• **Given records**:
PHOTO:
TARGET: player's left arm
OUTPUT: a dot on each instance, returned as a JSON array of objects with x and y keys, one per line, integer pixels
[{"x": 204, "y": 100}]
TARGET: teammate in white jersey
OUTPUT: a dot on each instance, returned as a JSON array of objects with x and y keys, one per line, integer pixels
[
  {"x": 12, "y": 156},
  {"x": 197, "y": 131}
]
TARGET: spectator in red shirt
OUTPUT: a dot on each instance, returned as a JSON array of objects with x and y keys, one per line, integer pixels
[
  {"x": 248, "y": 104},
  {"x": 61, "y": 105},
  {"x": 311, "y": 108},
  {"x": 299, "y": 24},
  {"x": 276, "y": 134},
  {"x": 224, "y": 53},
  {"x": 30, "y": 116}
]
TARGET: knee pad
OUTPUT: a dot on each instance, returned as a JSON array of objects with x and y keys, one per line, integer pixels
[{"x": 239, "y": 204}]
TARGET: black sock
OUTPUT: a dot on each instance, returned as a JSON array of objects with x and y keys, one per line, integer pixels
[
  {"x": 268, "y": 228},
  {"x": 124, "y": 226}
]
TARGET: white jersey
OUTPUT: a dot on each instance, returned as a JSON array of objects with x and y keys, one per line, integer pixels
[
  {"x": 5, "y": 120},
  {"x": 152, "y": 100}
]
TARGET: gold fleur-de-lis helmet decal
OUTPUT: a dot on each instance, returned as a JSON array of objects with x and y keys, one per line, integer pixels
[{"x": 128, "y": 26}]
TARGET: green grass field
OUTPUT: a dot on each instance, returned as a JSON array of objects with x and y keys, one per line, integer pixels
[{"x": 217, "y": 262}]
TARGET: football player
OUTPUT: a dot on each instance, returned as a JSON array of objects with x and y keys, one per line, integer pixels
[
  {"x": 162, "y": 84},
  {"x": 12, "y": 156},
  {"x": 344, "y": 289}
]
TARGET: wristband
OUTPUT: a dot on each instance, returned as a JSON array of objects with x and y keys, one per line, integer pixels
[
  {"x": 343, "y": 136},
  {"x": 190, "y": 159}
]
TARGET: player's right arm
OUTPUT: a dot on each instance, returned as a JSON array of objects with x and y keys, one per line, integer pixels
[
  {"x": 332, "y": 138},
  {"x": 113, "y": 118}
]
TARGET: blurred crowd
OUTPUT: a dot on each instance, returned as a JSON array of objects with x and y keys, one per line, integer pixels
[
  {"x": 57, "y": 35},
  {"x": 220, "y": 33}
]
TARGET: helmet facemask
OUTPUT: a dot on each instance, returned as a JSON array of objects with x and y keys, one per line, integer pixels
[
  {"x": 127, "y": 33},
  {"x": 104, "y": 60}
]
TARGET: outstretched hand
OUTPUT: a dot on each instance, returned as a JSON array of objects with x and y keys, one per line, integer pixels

• **Exercise brief**:
Copy each line of the data exactly, leaving nothing out.

• **In response**:
PHOTO:
TARGET: player's left arm
OUTPUT: a dot on each instance, returned as a JSON array of objects with x and y keys, one per line, integer pixels
[{"x": 204, "y": 100}]
TARGET: teammate in white jersey
OUTPUT: a dot on each instance, returned as a JSON array of objects with x and y keys, one per line, integer pixels
[
  {"x": 12, "y": 156},
  {"x": 197, "y": 131}
]
TARGET: spectator in red shirt
OUTPUT: a dot on each instance, returned as a JSON array of objects with x and y keys, one per line, integer pixels
[
  {"x": 248, "y": 104},
  {"x": 61, "y": 105},
  {"x": 311, "y": 108},
  {"x": 299, "y": 24},
  {"x": 276, "y": 134},
  {"x": 224, "y": 53},
  {"x": 30, "y": 116}
]
TARGET: knee pad
OUTPUT: a dot on each instance, returned as a JSON array of objects with x and y keys, one per line, integer pixels
[{"x": 239, "y": 204}]
TARGET: black sock
OUTPUT: a dot on each instance, returned as a JSON array of objects with x and y keys, one per line, integer pixels
[
  {"x": 268, "y": 228},
  {"x": 124, "y": 226}
]
TARGET: white jersey
OUTPUT: a dot on each instance, returned as a JSON array of objects with x and y keys, one per line, integer pixels
[
  {"x": 5, "y": 120},
  {"x": 152, "y": 100}
]
TARGET: gold fleur-de-lis helmet decal
OUTPUT: a dot on each instance, returned as a JSON array of objects with x and y keys, one per line, integer pixels
[{"x": 128, "y": 26}]
TARGET: green grass field
OUTPUT: a dot on each instance, returned as a JSON array of objects with x and y keys, one per line, integer pixels
[{"x": 217, "y": 262}]
TARGET: football player
OUTPUT: a dot on each instance, returned as a JSON array of objects with x and y keys, one per line, integer pixels
[
  {"x": 162, "y": 84},
  {"x": 12, "y": 156},
  {"x": 344, "y": 289}
]
TARGET: wristband
OUTPUT: a dot on each instance, returned as a JSON array of objects with x and y keys, one per line, integer pixels
[
  {"x": 343, "y": 136},
  {"x": 190, "y": 159}
]
TARGET: player's right arm
OUTPUT: a dot on each instance, returned as a JSON array of objects with x and y keys, one per line, integer pixels
[
  {"x": 332, "y": 138},
  {"x": 113, "y": 118}
]
TARGET: blurred crowd
OUTPUT: a dot on each instance, returned as a JSON array of objects with x and y keys, one per line, integer pixels
[
  {"x": 57, "y": 35},
  {"x": 220, "y": 33}
]
TARGET: helmet facemask
OUTPUT: a dot on each instance, returned as a JSON array of objects with x and y keys, one per line, integer pixels
[
  {"x": 127, "y": 33},
  {"x": 104, "y": 60}
]
TARGET: outstretched hand
OUTPUT: a dot on each instance, returned as a JSON array of objects with x and y keys, one per line, integer pixels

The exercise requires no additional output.